= WORK REQUIRED =
Return every line of the items below that contains the string "window". Matching is case-sensitive.

[Extracted items]

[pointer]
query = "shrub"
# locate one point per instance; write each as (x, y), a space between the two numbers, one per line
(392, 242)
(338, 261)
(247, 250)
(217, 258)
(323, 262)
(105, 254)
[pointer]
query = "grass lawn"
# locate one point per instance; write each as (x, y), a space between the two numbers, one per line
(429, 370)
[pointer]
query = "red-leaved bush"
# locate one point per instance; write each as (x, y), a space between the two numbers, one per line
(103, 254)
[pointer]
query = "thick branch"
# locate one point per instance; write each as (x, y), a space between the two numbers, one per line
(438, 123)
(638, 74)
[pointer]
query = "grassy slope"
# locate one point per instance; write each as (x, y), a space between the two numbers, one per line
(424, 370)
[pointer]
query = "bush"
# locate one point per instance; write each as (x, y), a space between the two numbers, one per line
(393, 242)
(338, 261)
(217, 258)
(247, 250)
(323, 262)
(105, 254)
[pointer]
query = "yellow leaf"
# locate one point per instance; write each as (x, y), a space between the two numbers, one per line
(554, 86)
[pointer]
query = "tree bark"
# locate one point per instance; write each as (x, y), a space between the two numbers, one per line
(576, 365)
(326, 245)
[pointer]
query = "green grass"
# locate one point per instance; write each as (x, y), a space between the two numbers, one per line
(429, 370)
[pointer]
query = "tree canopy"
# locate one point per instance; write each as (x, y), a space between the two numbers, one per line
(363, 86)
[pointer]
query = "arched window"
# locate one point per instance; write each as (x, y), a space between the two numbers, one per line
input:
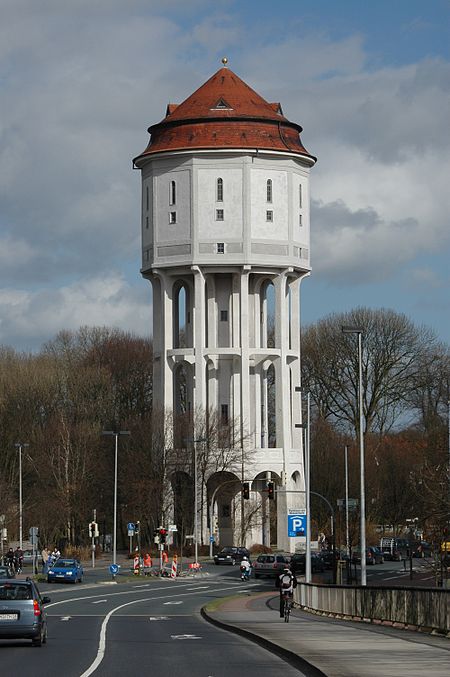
(219, 191)
(172, 193)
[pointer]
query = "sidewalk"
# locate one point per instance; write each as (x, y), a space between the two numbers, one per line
(322, 646)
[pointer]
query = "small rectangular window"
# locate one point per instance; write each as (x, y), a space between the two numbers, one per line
(172, 193)
(219, 195)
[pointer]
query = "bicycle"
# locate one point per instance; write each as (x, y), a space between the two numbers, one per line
(287, 606)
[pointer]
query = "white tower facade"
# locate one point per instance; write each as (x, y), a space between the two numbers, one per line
(225, 244)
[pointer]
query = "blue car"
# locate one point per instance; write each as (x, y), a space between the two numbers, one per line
(65, 569)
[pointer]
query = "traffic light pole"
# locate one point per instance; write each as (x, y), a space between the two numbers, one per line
(93, 540)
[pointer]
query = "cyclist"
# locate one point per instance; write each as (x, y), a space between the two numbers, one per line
(288, 582)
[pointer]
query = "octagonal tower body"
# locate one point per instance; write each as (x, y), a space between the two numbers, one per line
(225, 244)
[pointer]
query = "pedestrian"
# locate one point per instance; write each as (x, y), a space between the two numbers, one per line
(287, 582)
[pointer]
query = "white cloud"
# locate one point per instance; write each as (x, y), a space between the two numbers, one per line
(32, 317)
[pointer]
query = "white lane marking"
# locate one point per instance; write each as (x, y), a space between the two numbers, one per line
(102, 640)
(115, 594)
(184, 637)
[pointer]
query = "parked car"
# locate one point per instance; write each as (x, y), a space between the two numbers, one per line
(394, 548)
(327, 557)
(373, 556)
(270, 565)
(28, 556)
(65, 570)
(231, 555)
(298, 563)
(6, 571)
(22, 614)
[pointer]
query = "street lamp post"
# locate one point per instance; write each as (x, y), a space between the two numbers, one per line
(116, 434)
(359, 332)
(195, 442)
(20, 446)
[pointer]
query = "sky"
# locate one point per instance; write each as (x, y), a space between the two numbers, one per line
(81, 81)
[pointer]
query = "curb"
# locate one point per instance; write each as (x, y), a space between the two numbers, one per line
(290, 657)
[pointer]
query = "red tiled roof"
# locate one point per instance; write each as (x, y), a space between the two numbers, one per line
(225, 113)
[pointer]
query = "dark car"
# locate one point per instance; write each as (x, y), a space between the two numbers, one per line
(231, 555)
(270, 565)
(373, 556)
(6, 571)
(298, 563)
(22, 614)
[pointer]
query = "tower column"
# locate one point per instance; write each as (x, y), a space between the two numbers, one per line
(199, 388)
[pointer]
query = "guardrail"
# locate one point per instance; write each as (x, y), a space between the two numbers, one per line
(411, 608)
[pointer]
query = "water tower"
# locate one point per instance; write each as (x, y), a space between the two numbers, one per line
(225, 245)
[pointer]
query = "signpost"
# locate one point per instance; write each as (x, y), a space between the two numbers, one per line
(131, 527)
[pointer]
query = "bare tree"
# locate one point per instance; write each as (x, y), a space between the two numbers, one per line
(392, 352)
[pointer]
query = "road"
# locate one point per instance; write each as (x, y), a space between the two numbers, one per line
(139, 627)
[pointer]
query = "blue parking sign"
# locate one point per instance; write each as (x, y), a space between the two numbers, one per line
(297, 524)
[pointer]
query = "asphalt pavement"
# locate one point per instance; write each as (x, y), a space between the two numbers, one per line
(324, 646)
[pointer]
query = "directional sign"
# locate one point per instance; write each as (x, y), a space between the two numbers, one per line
(296, 524)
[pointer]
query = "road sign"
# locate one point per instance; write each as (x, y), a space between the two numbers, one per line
(296, 524)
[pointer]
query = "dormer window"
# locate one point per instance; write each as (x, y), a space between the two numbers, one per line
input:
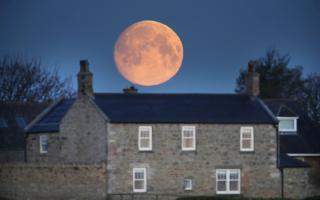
(21, 122)
(288, 124)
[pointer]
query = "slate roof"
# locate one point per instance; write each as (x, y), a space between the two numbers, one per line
(11, 132)
(182, 108)
(291, 162)
(306, 141)
(167, 108)
(50, 122)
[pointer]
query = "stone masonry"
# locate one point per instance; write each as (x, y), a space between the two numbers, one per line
(82, 138)
(217, 146)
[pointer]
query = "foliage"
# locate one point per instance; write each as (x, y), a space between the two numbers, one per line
(277, 80)
(310, 97)
(23, 80)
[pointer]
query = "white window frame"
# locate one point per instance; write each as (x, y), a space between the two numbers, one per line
(144, 170)
(41, 140)
(228, 171)
(149, 129)
(188, 128)
(294, 124)
(185, 184)
(242, 130)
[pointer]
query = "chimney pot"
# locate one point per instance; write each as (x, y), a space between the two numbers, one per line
(252, 80)
(85, 80)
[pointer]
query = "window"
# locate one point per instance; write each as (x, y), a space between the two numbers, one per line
(287, 124)
(43, 143)
(188, 138)
(139, 180)
(228, 181)
(3, 123)
(246, 139)
(145, 138)
(187, 184)
(21, 122)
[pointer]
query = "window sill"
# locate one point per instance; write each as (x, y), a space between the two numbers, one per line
(145, 151)
(246, 151)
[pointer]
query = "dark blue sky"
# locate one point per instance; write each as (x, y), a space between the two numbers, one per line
(218, 36)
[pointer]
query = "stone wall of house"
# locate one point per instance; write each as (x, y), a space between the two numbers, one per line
(303, 182)
(25, 181)
(217, 146)
(82, 137)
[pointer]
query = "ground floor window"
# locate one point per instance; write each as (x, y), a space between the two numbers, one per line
(43, 140)
(139, 180)
(187, 184)
(228, 181)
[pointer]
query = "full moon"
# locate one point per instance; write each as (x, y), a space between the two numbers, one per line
(148, 53)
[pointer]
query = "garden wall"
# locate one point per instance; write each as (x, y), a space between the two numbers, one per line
(26, 181)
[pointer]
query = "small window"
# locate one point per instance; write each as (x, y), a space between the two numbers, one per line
(3, 123)
(228, 181)
(287, 124)
(187, 184)
(188, 138)
(145, 138)
(21, 122)
(43, 143)
(139, 180)
(246, 139)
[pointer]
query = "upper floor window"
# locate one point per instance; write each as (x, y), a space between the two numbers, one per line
(287, 124)
(246, 139)
(43, 140)
(21, 122)
(139, 180)
(228, 181)
(145, 138)
(187, 184)
(188, 138)
(3, 123)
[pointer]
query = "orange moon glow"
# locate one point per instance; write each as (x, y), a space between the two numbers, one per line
(148, 53)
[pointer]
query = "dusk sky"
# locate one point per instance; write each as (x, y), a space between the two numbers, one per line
(219, 37)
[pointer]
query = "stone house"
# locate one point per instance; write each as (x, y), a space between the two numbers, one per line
(179, 144)
(14, 117)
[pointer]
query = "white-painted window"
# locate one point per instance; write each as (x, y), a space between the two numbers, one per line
(139, 180)
(246, 139)
(145, 138)
(43, 141)
(21, 122)
(287, 124)
(228, 181)
(3, 123)
(187, 184)
(188, 141)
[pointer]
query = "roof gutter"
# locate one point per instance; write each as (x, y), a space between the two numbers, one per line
(303, 154)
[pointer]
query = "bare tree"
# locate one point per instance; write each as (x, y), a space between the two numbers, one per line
(310, 97)
(23, 80)
(277, 79)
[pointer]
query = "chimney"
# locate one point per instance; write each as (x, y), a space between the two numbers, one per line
(130, 90)
(85, 80)
(252, 80)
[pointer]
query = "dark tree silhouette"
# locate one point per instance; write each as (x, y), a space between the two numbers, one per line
(23, 80)
(277, 80)
(310, 97)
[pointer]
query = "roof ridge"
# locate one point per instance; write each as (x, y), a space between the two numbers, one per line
(170, 94)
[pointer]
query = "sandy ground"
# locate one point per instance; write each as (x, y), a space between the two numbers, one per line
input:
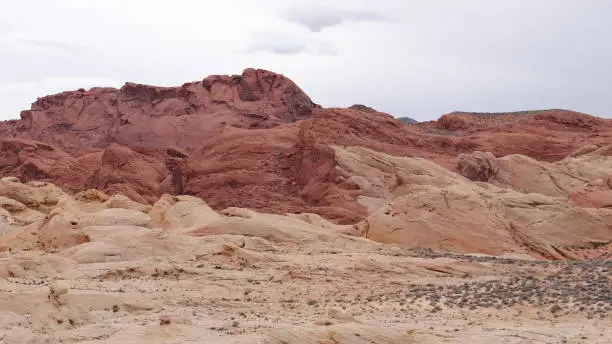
(305, 294)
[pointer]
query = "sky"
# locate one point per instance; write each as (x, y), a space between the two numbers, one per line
(417, 58)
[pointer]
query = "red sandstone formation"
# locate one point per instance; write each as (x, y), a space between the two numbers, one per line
(254, 141)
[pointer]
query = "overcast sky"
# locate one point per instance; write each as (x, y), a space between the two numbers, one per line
(417, 58)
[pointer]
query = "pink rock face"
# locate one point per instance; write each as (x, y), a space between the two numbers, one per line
(147, 116)
(254, 140)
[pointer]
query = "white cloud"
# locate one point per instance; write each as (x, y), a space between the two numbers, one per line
(416, 58)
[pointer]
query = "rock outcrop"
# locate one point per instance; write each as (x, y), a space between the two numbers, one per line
(257, 141)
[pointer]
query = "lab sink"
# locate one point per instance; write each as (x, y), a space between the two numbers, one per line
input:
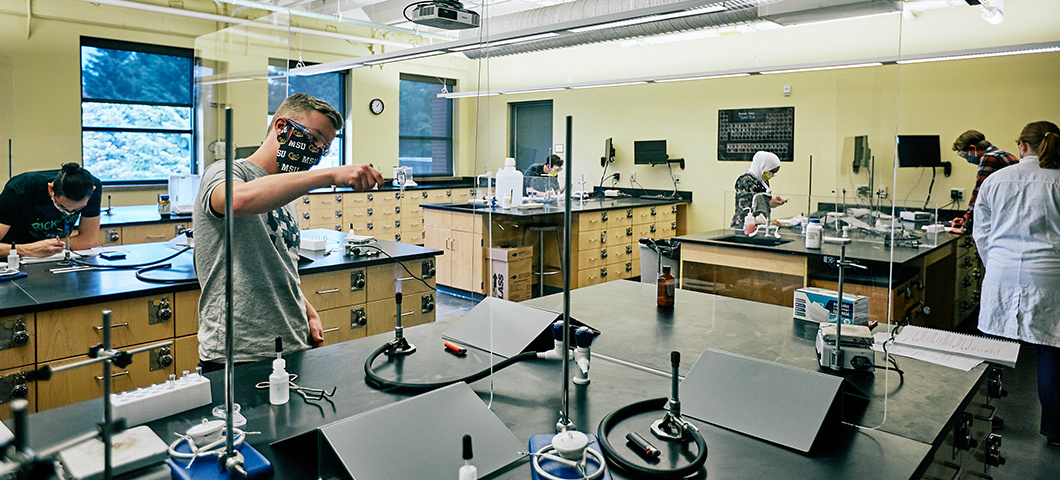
(766, 241)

= ANSWER TO THE PROBLEM =
query = "arched window"
query = "small rectangular window"
query = "dormer window"
query = "white window frame"
query = "window"
query = "window sill"
query = "ground floor window"
query = "small window"
query = "upper floor window"
query = "white-painted window"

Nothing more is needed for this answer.